THE PROBLEM: All lines from the one holding "Look at the photo above. For every instance of the thorny" down to the last line of the entries are to be reproduced exactly, with no other lines.

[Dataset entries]
________________________________________

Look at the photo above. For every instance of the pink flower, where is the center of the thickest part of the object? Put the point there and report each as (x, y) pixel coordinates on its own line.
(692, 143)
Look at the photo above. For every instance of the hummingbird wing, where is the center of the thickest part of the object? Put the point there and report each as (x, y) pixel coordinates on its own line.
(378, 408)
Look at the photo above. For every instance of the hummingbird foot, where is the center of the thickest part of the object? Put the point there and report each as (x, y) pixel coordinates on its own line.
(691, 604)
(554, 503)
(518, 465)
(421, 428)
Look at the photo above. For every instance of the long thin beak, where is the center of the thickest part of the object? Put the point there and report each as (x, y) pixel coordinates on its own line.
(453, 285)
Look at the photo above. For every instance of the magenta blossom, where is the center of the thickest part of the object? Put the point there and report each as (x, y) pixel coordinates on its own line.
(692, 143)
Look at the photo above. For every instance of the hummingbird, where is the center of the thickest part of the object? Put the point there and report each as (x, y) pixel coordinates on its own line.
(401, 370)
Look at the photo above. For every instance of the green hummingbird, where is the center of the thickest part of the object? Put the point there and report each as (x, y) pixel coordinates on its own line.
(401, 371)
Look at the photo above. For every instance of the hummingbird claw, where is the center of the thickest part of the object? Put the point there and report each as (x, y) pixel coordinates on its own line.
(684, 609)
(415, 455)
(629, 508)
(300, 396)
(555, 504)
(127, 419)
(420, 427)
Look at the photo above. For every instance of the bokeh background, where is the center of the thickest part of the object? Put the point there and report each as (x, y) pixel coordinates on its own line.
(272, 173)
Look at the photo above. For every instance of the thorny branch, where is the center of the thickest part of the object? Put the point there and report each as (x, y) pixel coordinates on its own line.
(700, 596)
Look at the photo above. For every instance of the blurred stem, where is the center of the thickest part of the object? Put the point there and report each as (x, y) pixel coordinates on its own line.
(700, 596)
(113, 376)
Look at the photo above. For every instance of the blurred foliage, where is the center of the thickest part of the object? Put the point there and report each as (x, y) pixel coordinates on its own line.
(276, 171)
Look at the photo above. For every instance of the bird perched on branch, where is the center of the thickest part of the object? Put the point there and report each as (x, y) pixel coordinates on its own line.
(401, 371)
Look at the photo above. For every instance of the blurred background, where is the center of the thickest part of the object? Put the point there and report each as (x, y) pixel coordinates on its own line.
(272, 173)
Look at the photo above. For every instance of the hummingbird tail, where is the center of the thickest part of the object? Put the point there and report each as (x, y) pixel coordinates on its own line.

________________________________________

OUTPUT OF THE TASK:
Look at the photo above. For every instance of the thorny branch, where is the center of the thickest part of the object? Put the point there and report each as (x, y) pixel coordinates on its own line.
(700, 596)
Look at the photo above. For every instance of the blurred stem, where is the center of the thickest part of the object? Put the point there and report each as (x, y) pixel coordinates on its own line.
(700, 596)
(113, 376)
Look at the photo above. For every instance of the blurred foliage, where is the center of the thickest part of the object? Put the point there and report each as (x, y) pixel coordinates on its own line.
(276, 171)
Look at the photo above. For every instance of the bird perched on branch, where is the center of the thickest part of the object? Put the point there and report each as (x, y) pixel coordinates on its own line.
(401, 371)
Look at the photo above. For every instance of the blurred background, where is the center of the thickest part of the object? Put the point there and report each as (x, y) pixel coordinates on its own line.
(272, 173)
Look at the photo above. For every instance of the hummingbird tail, where is the center of the thickest part of the object? Put the point there and report each as (x, y) pixel coordinates on its own line.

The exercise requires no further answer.